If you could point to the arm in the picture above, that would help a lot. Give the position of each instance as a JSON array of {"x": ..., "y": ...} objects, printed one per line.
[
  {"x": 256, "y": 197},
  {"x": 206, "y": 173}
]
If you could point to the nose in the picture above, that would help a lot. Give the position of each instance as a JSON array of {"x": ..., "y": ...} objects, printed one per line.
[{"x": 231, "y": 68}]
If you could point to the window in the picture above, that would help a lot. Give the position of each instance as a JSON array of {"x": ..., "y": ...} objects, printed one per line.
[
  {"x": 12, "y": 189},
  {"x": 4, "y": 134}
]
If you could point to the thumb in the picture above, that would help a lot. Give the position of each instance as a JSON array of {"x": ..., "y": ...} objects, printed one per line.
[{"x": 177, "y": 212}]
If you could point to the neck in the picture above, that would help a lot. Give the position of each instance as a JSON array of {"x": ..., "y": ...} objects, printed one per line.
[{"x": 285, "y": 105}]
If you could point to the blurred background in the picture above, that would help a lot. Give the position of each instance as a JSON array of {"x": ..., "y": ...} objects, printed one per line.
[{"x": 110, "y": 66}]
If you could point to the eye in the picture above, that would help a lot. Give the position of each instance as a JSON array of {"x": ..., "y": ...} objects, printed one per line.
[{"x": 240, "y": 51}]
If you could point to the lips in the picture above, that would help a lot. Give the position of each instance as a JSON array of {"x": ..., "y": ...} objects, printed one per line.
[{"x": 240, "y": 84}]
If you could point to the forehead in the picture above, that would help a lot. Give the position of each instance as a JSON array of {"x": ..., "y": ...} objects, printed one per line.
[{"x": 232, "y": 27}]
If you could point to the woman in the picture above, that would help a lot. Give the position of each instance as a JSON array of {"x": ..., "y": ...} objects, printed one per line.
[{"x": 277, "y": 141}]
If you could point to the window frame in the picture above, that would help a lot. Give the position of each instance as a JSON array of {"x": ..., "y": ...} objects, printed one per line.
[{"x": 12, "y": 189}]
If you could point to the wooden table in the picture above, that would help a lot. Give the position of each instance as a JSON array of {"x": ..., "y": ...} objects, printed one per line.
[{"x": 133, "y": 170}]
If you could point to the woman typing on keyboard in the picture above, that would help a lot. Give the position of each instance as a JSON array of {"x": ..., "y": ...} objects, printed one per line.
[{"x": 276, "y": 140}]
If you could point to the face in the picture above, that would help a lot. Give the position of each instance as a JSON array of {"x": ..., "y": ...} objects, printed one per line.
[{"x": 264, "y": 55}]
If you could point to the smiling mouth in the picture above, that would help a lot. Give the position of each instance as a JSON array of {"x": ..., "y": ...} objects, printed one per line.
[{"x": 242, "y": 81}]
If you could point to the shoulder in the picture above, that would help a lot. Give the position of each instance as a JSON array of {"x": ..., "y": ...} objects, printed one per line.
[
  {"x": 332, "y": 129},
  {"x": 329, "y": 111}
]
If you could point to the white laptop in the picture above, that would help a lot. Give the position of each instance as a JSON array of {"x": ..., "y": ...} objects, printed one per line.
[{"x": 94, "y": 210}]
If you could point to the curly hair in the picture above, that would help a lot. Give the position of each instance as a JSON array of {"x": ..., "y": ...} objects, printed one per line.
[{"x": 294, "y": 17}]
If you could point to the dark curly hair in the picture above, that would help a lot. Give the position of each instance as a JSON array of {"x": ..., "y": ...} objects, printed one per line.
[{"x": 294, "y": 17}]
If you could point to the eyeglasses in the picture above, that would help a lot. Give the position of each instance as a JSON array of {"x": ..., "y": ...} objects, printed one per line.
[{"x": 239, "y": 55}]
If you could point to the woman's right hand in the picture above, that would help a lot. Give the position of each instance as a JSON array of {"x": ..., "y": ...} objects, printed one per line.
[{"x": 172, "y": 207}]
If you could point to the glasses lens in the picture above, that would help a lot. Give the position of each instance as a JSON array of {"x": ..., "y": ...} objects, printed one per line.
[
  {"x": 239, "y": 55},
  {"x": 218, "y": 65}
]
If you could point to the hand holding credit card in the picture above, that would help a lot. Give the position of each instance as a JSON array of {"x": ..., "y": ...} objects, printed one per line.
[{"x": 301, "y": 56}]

EXERCISE REQUIREMENTS =
Set the lines down exactly as they stand, beginning at the one that contains "If you could point to the glasses" and stopping after the last line of the entries above.

SOLUTION =
If you could point to the glasses lens in the picture above, that would help a lot. Give the position of each instance as a JSON array of {"x": ..., "y": ...} objects, printed one per line.
[
  {"x": 239, "y": 55},
  {"x": 218, "y": 65}
]
If you could point to the hand holding credit card in the picture above, that would help a lot. Give the position of each instance as a JSON array of {"x": ..., "y": ...} objects, printed one per line.
[{"x": 301, "y": 56}]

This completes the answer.